◆ Task to complete
In the passage about Broberg below, what are the answers to these questions?
1. How many votes did Broberg receive when he was elected in 2018?
2. How many votes did he get at the 2019 Danish general election?
3. In which municipality was he elected to the municipal council in 2021?

◆ Exercise passage
- - - -
Broberg was not politically active until he ran for the Inatsisartut election in 2018. He was elected with 208 votes, the second most votes for Naleraq after party founder Hans Enoksen, and became minister for finance in a coalition government with Siumut, Naleraq, Atassut and Nunatta Qitornai. As minister for finance, Broberg proposed halving the corporation tax in Greenland. Naleraq resigned from the governing coalition on 10 September 2018, and Broberg was replaced by Vittus Qujaukitsoq (Nunatta Qitornai) as minister for finance.

At the 2019 Danish general election Broberg ran for Naleraq and got 863 votes without being elected. Broberg had leave from Inatsisartut during the parliamentary election campaign.

In 2021, Broberg ran in both the Inatsisartut election and municipal election, and he was re-elected to Inatsisartut and elected to the municipal council in Sermersooq Municipality. After the election, he became minister for foreign affairs, trade, climate and business in the First Egede cabinet.
- - - -
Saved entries
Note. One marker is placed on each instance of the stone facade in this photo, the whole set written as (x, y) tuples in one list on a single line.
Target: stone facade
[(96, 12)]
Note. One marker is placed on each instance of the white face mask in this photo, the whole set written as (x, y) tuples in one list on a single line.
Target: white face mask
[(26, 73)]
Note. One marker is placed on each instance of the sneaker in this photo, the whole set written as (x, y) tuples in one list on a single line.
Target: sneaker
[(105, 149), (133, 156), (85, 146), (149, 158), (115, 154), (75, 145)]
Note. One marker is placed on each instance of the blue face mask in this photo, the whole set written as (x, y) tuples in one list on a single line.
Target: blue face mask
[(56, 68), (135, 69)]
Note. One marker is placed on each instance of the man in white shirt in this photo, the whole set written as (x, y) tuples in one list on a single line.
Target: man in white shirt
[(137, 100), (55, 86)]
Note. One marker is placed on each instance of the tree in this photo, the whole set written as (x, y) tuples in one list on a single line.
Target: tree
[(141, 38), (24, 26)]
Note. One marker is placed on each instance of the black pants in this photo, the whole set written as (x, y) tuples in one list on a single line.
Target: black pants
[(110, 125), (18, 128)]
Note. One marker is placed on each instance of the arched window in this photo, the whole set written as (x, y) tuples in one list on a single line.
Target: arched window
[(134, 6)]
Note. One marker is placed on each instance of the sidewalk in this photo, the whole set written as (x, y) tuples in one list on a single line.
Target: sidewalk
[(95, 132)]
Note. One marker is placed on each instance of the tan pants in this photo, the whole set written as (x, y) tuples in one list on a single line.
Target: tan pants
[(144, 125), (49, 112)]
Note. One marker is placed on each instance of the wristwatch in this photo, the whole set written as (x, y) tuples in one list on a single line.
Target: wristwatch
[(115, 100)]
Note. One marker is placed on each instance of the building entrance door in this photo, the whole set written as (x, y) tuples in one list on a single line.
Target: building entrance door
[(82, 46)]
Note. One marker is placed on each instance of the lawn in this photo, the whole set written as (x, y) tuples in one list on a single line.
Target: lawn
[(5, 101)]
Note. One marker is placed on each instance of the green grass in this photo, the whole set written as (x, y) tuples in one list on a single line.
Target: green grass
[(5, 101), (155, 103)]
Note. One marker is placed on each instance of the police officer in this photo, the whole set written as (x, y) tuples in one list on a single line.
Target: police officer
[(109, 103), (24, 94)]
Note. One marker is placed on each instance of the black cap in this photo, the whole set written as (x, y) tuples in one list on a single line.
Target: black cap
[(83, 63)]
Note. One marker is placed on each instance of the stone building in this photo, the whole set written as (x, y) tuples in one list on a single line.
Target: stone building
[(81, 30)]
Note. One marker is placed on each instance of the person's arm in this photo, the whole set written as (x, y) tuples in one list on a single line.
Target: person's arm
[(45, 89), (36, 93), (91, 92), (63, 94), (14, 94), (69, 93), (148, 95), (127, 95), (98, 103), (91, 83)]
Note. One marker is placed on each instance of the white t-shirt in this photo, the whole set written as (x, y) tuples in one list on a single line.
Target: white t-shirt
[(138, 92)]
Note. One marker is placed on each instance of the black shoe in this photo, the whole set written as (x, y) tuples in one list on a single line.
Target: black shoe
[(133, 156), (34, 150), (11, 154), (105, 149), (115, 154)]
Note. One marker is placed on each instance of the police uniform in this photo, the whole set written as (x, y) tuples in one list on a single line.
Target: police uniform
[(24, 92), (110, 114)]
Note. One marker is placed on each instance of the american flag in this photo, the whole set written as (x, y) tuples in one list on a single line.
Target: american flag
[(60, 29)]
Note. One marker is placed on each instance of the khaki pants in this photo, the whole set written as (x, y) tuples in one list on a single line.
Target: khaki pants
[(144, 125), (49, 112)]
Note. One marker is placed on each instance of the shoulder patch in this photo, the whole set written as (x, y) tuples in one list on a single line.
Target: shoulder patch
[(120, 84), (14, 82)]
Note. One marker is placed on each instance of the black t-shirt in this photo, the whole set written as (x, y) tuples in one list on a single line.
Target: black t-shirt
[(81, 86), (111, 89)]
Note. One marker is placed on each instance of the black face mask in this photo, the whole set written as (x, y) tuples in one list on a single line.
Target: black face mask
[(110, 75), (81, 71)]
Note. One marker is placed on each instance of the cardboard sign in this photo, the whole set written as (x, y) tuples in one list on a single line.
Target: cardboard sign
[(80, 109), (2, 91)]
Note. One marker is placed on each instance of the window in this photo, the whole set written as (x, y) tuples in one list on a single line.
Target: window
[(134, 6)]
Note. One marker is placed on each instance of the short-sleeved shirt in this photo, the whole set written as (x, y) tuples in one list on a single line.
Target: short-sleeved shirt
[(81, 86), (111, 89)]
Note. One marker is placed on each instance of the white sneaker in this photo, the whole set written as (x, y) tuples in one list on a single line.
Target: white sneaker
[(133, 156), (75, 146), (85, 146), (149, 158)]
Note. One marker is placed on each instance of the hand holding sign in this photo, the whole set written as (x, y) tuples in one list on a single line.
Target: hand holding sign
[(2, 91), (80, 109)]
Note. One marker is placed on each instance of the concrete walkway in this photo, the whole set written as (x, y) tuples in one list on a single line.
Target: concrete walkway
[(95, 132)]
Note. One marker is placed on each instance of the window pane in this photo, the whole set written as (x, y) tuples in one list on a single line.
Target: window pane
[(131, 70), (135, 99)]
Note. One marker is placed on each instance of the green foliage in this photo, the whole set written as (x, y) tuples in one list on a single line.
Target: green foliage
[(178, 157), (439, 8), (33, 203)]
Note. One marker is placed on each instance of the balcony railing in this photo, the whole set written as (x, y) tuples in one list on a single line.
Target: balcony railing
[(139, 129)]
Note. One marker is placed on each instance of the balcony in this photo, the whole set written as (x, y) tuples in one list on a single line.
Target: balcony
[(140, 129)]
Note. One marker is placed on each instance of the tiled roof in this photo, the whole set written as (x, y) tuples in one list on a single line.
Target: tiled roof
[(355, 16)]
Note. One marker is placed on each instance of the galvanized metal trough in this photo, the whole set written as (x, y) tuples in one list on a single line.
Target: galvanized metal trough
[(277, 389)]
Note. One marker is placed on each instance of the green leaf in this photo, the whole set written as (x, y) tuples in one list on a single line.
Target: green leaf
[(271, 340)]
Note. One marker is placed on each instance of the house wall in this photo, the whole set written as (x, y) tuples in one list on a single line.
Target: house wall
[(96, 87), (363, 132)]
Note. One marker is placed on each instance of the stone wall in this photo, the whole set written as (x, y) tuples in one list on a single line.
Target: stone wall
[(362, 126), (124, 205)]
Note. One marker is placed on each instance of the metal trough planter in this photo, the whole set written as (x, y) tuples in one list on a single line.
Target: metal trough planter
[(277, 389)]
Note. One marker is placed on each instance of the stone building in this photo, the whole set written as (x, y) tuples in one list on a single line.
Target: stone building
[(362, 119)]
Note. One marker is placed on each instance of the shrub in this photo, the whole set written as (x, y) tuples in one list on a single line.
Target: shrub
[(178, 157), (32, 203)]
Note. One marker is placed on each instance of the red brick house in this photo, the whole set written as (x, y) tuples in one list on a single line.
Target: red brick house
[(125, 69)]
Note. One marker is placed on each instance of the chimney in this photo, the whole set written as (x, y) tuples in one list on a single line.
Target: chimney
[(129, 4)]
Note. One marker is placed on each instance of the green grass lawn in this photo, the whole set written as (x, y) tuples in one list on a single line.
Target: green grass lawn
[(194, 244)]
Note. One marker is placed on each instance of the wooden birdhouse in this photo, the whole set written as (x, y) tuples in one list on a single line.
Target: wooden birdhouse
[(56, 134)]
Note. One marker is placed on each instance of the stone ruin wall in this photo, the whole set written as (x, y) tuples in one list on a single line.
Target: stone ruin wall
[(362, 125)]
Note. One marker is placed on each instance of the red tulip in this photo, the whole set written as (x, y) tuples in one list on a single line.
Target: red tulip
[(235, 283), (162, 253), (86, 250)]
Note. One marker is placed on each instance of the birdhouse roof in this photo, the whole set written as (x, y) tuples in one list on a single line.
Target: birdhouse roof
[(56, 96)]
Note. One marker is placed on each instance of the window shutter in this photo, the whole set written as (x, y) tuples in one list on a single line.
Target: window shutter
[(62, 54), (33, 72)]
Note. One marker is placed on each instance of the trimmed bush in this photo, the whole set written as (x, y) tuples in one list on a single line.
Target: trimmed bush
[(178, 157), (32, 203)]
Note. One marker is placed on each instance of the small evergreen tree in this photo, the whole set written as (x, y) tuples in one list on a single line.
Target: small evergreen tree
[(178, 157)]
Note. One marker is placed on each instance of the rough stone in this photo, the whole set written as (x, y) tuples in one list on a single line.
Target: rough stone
- - - -
◆ Response to this task
1. 208 votes
2. 863 votes
3. Sermersooq Municipality